··· Dataset excerpts ···

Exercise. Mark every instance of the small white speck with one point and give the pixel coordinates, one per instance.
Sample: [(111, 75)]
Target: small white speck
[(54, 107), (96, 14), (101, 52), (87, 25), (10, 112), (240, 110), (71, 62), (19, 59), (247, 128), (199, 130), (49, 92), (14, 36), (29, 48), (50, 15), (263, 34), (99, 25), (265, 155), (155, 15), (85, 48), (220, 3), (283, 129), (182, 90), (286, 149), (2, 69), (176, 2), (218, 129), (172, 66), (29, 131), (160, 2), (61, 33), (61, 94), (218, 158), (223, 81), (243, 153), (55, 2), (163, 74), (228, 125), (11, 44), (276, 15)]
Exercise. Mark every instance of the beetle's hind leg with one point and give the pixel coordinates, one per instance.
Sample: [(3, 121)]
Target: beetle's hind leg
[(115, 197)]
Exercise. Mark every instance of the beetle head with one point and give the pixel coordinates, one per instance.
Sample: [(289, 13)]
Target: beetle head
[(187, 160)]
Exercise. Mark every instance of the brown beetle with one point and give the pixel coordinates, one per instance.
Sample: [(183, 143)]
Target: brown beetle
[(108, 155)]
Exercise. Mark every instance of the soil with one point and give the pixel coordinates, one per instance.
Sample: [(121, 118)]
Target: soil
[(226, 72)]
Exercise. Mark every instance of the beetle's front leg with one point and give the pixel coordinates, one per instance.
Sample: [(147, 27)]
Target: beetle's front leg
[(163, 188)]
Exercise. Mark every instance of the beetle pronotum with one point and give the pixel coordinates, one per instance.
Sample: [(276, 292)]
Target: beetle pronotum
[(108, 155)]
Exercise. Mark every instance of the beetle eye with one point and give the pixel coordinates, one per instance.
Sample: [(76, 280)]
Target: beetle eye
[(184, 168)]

···

Task requirements: Render the entries above as a Markdown table with two columns, Row and Line. Give each line its own numbered row and skip any blank lines.

Reply:
| Row | Line |
|---|---|
| 1 | Exercise. Mark every instance of the small white speck with one point and give the pixel coordinates, one per instance. |
| 2 | Sample: [(111, 75)] |
| 3 | Target: small white speck |
| 4 | [(54, 107), (96, 14), (101, 52), (87, 25), (10, 112), (240, 110), (71, 62), (19, 59), (247, 128), (199, 130), (49, 92), (14, 36), (29, 48), (50, 15), (263, 34), (99, 25), (265, 155), (155, 15), (85, 48), (220, 3), (283, 129), (182, 90), (286, 149), (2, 69), (176, 2), (218, 129), (172, 66), (29, 131), (160, 2), (61, 33), (61, 94), (218, 158), (223, 81), (243, 153), (55, 2), (163, 74), (228, 125), (11, 44), (276, 15)] |
| 5 | Exercise. Mark every instance of the beetle's hind leg with one point and give the pixel coordinates, one per instance. |
| 6 | Sample: [(3, 121)] |
| 7 | Target: beetle's hind leg |
| 8 | [(115, 197)] |
| 9 | Exercise. Mark every instance of the beetle head with one point and give the pixel coordinates, one per instance. |
| 10 | Sample: [(289, 13)] |
| 11 | Target: beetle head |
| 12 | [(187, 160)] |
| 13 | Exercise. Mark every instance of the brown beetle with one point and give the pixel coordinates, one per instance. |
| 14 | Sample: [(183, 143)] |
| 15 | Target: brown beetle |
| 16 | [(108, 155)] |
| 17 | Exercise. Mark every instance of the soil with one point and give the pixel coordinates, one per instance. |
| 18 | Sample: [(121, 118)] |
| 19 | Target: soil |
| 20 | [(226, 72)] |
| 21 | Exercise. Mark every instance of the beetle's front leg with one point and give the pixel coordinates, one per instance. |
| 22 | Sample: [(147, 27)] |
| 23 | Target: beetle's front leg |
| 24 | [(163, 188)] |
| 25 | Exercise. Mark every instance of the beetle pronotum with one point and give the pixel coordinates, one per instance. |
| 26 | Sample: [(276, 292)] |
| 27 | Target: beetle pronotum |
| 28 | [(108, 155)] |
| 29 | Exercise. Mark every instance of the beetle eye with one point and give the pixel coordinates, one per instance. |
| 30 | Sample: [(76, 280)] |
| 31 | Target: beetle eye |
| 32 | [(184, 168)] |